(EXERCISE 1) In the article on the film 'Aarakshan' and affirmative action, what share of government jobs and government-funded educational institutions does the Constitution require to be reserved for socially backward communities?
(EXERCISE 2) Render this sentence from the article on 'Aarakshan' in Spanish: "The court posted an August 22 date for further hearing in the case."
(EXERCISE 3) Reproduce the article on 'Aarakshan' word for word, everything from "Updated Aug 10, 2011" down to "and social democracy.".

Thursday, August 11, 2011

[ZESTCaste] 'Aarakshan' and the politics of affirmative action

http://ibnlive.in.com/news/aarakshan-and-the-politics-of-affirmative-action/174659-8-66.html


'Aarakshan' and the politics of affirmative action
Rituparna Chatterjee

Updated Aug 10, 2011 at 06:27pm IST
New Delhi: Filmmaker Prakash Jha is no stranger to controversies, but
his upcoming film 'Aarakshan' threatens to rekindle a bitter debate on
an issue that has in past driven a wedge between some of India's most
sharply defined classes traditionally exploited for votebank politics.

Former royal, Saif Ali Khan, the son of the erstwhile Nawab of
Pataudi, plays the role of a Dalit teacher in the film that takes a
hard look at India's reservation policies and brings the focus back on
a subject that has been the thorn in the side of successive
governments as they struggled to balance a popular vote bank with
policy implementation and social democracy.

Aarakshan has run into troubled waters with a spate of protests across
India against Jha's perceived anti-quota stance. But the filmmaker has
repeatedly maintained that his film strives to show both sides of the
issue which has sparked extreme emotions among both the middleclass
and the "backward" classes.

But the first relief for the producers of Aarakshan came with the
Bombay High Court declining to stay the release of the film and
rejecting a petition by two advocates demanding a special screening of
the movie before its release. The court posted an August 22 date for
further hearing in the case. But the film would have been released by
then.

The issue that divides India

The Constitution requires 22.5 per cent of government jobs and
government-funded educational institutions to be reserved for the
socially backward communities. At the time the political thinkers
attempted to safeguard the interests of India's long oppressed
"untouchables" and ensure their holistic growth along with the
nation's newly scripted social, democratic agenda.

The Mandal Commission in the 1980s, entrusted by the Janata Party
government led by Prime Minister Morarji Desai to identify socially
backward classes and look into seat reservation for them in educations
and jobs, endorsed the existing affirmative action programme and
recommended that Other Backward Classes be given exclusive access to a
certain portion of government jobs and slots in central educational
institutions, and recommended increasing the quota by 27 per cent to
49.5 per cent.

Affirmative action refers to policies that take factors including
race, color, religion, gender, sexual orientation or national origin
into consideration in order to benefit an underrepresented group,
usually as a means to counter the effects of a history of
discrimination.

(EXTRACTED RECORDS)

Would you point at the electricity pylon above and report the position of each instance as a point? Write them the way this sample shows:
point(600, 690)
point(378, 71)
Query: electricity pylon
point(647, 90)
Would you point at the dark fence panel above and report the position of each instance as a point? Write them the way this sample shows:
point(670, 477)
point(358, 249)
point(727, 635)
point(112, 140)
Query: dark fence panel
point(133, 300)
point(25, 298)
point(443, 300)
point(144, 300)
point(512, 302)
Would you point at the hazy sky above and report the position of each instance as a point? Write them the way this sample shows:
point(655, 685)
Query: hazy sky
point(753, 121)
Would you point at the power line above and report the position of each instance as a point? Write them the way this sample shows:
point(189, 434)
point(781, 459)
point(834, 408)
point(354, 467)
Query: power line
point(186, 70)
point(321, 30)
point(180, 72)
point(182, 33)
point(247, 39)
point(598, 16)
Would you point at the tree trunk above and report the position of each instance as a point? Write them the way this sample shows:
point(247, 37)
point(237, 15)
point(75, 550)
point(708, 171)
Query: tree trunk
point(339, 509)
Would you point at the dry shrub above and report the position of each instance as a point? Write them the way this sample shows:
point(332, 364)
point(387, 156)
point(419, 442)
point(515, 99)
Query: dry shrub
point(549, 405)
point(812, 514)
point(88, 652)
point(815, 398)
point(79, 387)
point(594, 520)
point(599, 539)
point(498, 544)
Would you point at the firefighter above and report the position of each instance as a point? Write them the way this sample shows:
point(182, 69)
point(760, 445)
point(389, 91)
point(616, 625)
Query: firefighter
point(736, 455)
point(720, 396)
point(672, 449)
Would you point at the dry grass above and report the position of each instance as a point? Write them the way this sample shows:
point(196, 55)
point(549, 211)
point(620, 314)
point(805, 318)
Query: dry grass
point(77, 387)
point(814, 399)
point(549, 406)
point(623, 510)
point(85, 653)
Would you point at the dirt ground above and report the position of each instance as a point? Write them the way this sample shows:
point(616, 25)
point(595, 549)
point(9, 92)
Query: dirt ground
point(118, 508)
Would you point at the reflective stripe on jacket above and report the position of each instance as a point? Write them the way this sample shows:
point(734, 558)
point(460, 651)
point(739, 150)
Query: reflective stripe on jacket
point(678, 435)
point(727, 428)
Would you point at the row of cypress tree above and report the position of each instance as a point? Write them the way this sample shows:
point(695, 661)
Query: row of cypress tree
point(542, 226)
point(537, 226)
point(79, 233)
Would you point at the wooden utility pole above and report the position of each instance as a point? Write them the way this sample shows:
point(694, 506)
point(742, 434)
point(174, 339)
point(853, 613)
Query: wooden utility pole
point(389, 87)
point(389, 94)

---

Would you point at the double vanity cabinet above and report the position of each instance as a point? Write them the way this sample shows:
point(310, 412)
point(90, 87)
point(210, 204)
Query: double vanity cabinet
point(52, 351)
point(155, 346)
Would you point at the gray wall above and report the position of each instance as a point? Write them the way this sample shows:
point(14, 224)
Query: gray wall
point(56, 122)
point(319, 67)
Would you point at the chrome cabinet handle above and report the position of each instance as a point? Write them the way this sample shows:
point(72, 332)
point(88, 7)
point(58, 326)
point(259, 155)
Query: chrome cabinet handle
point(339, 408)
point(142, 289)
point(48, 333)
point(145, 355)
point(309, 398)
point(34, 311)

(WRITTEN REPLY 1) 22.5 percent

(WRITTEN REPLY 2) El tribunal fijó el 22 de agosto como fecha para una nueva audiencia en el caso.

(WRITTEN REPLY 3)
Updated Aug 10, 2011 at 06:27pm IST
New Delhi: Filmmaker Prakash Jha is no stranger to controversies, but
his upcoming film 'Aarakshan' threatens to rekindle a bitter debate on
an issue that has in past driven a wedge between some of India's most
sharply defined classes traditionally exploited for votebank politics.

Former royal, Saif Ali Khan, the son of the erstwhile Nawab of
Pataudi, plays the role of a Dalit teacher in the film that takes a
hard look at India's reservation policies and brings the focus back on
a subject that has been the thorn in the side of successive
governments as they struggled to balance a popular vote bank with
policy implementation and social democracy.